------ Material provided

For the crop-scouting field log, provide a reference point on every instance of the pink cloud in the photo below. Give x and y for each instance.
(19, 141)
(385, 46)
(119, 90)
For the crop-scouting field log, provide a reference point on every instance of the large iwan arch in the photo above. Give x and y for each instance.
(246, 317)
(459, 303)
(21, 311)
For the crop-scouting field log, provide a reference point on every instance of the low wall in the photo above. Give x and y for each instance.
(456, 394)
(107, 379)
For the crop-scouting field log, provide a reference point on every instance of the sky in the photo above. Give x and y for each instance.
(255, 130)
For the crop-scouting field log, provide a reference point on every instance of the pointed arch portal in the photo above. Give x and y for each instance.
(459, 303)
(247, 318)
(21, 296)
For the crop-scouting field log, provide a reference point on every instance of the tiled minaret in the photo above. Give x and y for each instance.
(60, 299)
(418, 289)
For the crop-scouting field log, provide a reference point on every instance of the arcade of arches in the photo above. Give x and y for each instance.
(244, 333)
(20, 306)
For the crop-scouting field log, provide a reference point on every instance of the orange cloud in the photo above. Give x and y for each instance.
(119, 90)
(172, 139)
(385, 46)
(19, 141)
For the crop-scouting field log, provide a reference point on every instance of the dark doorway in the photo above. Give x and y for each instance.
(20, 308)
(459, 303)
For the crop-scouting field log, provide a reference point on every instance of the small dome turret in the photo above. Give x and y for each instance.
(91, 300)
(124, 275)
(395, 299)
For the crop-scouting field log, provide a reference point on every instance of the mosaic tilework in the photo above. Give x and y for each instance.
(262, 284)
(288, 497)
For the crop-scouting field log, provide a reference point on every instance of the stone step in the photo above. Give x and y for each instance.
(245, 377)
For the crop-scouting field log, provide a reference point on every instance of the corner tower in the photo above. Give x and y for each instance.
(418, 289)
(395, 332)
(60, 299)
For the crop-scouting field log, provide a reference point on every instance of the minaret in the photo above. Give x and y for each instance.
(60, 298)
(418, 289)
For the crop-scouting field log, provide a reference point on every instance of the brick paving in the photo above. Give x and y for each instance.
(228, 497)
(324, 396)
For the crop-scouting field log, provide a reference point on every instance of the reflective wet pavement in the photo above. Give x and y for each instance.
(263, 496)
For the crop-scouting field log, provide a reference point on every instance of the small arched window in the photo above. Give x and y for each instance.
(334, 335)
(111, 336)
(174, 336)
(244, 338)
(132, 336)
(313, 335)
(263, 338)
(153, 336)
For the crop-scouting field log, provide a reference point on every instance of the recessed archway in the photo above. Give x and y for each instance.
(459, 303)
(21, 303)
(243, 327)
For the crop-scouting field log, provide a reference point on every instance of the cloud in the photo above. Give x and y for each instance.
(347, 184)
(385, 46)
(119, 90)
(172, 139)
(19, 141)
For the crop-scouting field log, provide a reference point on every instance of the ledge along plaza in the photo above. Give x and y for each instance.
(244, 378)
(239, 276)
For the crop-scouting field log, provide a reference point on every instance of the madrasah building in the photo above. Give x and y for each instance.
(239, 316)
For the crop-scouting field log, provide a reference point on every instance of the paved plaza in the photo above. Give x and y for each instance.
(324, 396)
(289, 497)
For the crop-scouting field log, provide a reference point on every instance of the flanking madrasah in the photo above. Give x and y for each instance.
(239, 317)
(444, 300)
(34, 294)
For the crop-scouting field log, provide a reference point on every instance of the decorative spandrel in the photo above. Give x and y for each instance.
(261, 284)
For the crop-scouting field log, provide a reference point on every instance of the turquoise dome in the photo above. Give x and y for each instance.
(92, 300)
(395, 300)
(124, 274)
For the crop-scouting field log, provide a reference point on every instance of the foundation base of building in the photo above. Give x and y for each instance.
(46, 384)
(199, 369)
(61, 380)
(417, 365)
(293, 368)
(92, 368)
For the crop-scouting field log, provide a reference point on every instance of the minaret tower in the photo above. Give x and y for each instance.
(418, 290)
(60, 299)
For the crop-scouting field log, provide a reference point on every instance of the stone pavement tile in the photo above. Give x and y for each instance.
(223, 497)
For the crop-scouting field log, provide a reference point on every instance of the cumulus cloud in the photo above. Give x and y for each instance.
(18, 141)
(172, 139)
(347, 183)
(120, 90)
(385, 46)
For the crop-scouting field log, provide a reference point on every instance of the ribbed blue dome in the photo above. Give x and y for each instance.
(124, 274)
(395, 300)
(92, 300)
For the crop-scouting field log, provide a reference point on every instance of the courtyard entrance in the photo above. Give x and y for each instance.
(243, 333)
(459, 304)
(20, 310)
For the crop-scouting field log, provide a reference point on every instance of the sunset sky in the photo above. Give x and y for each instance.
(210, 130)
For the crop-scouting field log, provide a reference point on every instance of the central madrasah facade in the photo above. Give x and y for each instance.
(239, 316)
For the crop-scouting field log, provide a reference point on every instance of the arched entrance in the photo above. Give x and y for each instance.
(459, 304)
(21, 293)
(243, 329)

------------

# Work to do
Rewrite every line of the items above as a Markdown table with the columns Row and Line. Number each line in order in Row, and leave out blank lines.

# Worked solution
| Row | Line |
|---|---|
| 1 | For the crop-scouting field log, provide a reference point on every instance of the pink cloud in the photo below. Give x and y for each instance. |
| 2 | (19, 141) |
| 3 | (385, 46) |
| 4 | (119, 90) |
| 5 | For the crop-scouting field log, provide a reference point on every instance of the large iwan arch in the photo above. Give x and y for each instance. |
| 6 | (246, 317) |
| 7 | (459, 303) |
| 8 | (21, 311) |
| 9 | For the crop-scouting field log, provide a reference point on every instance of the low wall in the photo above. Give x and y for each instance. |
| 10 | (456, 394) |
| 11 | (107, 379) |
| 12 | For the crop-scouting field log, provide a reference point on every instance of the sky in the photo above. Give x and y for each instance. |
| 13 | (255, 130) |
| 14 | For the crop-scouting field log, provide a reference point on every instance of the pointed arch portal in the photo above. Give x and y for each instance. |
| 15 | (459, 303) |
| 16 | (247, 318) |
| 17 | (21, 296) |
| 18 | For the crop-scouting field log, provide a reference point on every instance of the tiled minaret in the photo above. Give x and y for each instance. |
| 19 | (60, 299) |
| 20 | (418, 289) |
| 21 | For the crop-scouting field log, provide a reference point on every instance of the arcade of arches in the photo above. Give x and y for each instance. |
| 22 | (244, 333) |
| 23 | (20, 306) |
| 24 | For the crop-scouting field log, provide a reference point on every instance of the orange cloud in the photo above. Give x and y for each instance. |
| 25 | (119, 90) |
| 26 | (172, 139) |
| 27 | (385, 46) |
| 28 | (19, 141) |
| 29 | For the crop-scouting field log, provide a reference point on every instance of the dark doorway in the photo above. Give x and y for each instance. |
| 30 | (20, 308) |
| 31 | (459, 303) |
| 32 | For the crop-scouting field log, provide a reference point on every instance of the small dome turret in the photo above. Give x and y for each instance. |
| 33 | (91, 300) |
| 34 | (124, 275) |
| 35 | (395, 299) |
| 36 | For the crop-scouting field log, provide a reference point on every instance of the mosaic tilework in the photo above. Give x and y for each instance. |
| 37 | (262, 284) |
| 38 | (288, 497) |
| 39 | For the crop-scouting field log, provide a reference point on every instance of the stone step in the photo above. Give x and y for each instance. |
| 40 | (245, 377) |
| 41 | For the crop-scouting field log, provide a reference point on every instance of the corner tower in the photo above. Give x and y for each instance. |
| 42 | (418, 289) |
| 43 | (395, 332) |
| 44 | (60, 299) |
| 45 | For the crop-scouting field log, provide a reference point on every instance of the minaret in the photo above. Give x and y for each instance. |
| 46 | (60, 298) |
| 47 | (418, 289) |
| 48 | For the crop-scouting field log, provide a reference point on every instance of the brick paving in the photo above. Give x and y for each instance. |
| 49 | (228, 497) |
| 50 | (324, 396) |
| 51 | For the crop-scouting field log, provide a reference point on every instance of the reflective wet pavement in the photo above. Give x and y for each instance. |
| 52 | (263, 496) |
| 53 | For the crop-scouting field log, provide a reference point on every instance of the small arched window in the photo above. Give x and y for each instance. |
| 54 | (334, 335) |
| 55 | (111, 336) |
| 56 | (174, 336) |
| 57 | (244, 338) |
| 58 | (132, 336) |
| 59 | (313, 335) |
| 60 | (263, 338) |
| 61 | (153, 336) |
| 62 | For the crop-scouting field log, provide a reference point on every instance of the recessed archway in the photo above. Give x and y for each instance. |
| 63 | (459, 303) |
| 64 | (21, 303) |
| 65 | (243, 327) |
| 66 | For the crop-scouting field log, provide a reference point on every instance of the cloud in the photo above. Give x and y for each instance. |
| 67 | (347, 184) |
| 68 | (385, 46) |
| 69 | (119, 90) |
| 70 | (172, 139) |
| 71 | (19, 141) |
| 72 | For the crop-scouting field log, provide a reference point on every instance of the ledge along plaza in the photo above. Give x and y for each instance. |
| 73 | (244, 378) |
| 74 | (239, 276) |
| 75 | For the crop-scouting field log, provide a reference point on every instance of the madrasah building in the photo above. Give x and y for each instance. |
| 76 | (239, 316) |
| 77 | For the crop-scouting field log, provide a reference point on every instance of the paved plaza in the photo above. Give x and y for each instance. |
| 78 | (324, 396) |
| 79 | (289, 497) |
| 80 | For the crop-scouting field log, provide a reference point on every instance of the flanking madrasah in the photo above. Give x and y for each instance. |
| 81 | (239, 317) |
| 82 | (444, 300) |
| 83 | (34, 294) |
| 84 | For the crop-scouting field log, provide a reference point on every instance of the decorative spandrel in the photo above. Give x and y for each instance. |
| 85 | (261, 284) |
| 86 | For the crop-scouting field log, provide a reference point on every instance of the turquoise dome in the photo above. Give x and y for each instance. |
| 87 | (92, 300) |
| 88 | (395, 300) |
| 89 | (124, 274) |
| 90 | For the crop-scouting field log, provide a reference point on every instance of the foundation base of building in the photo above. Give x and y for each instance. |
| 91 | (46, 384) |
| 92 | (199, 369) |
| 93 | (61, 380) |
| 94 | (417, 365) |
| 95 | (293, 368) |
| 96 | (92, 368) |
| 97 | For the crop-scouting field log, provide a reference point on every instance of the minaret tower in the photo above. Give x and y for each instance. |
| 98 | (418, 290) |
| 99 | (60, 299) |
| 100 | For the crop-scouting field log, provide a reference point on every instance of the stone pavement tile in the photo above. Give x and y for each instance. |
| 101 | (223, 497) |
| 102 | For the crop-scouting field log, provide a reference point on every instance of the cumulus cloud in the photo above. Give x and y for each instance. |
| 103 | (18, 141) |
| 104 | (172, 139) |
| 105 | (347, 183) |
| 106 | (120, 90) |
| 107 | (385, 46) |
| 108 | For the crop-scouting field log, provide a reference point on every instance of the ribbed blue dome in the photo above. Give x and y for each instance. |
| 109 | (124, 274) |
| 110 | (395, 300) |
| 111 | (92, 300) |
| 112 | For the crop-scouting field log, provide a reference point on every instance of the courtyard entrance in the photo above. Give x and y for each instance. |
| 113 | (243, 333) |
| 114 | (459, 304) |
| 115 | (20, 310) |
| 116 | For the crop-scouting field log, provide a reference point on every instance of the sunset sky in the photo above. Give x and y for each instance. |
| 117 | (210, 130) |
| 118 | For the crop-scouting field log, provide a reference point on every instance of the central madrasah facade in the photo above. Give x and y for each instance. |
| 119 | (239, 316) |
| 120 | For the crop-scouting field log, provide a reference point on every instance of the arched entrance in the photo above. Give x and y for each instance. |
| 121 | (459, 304) |
| 122 | (21, 293) |
| 123 | (243, 329) |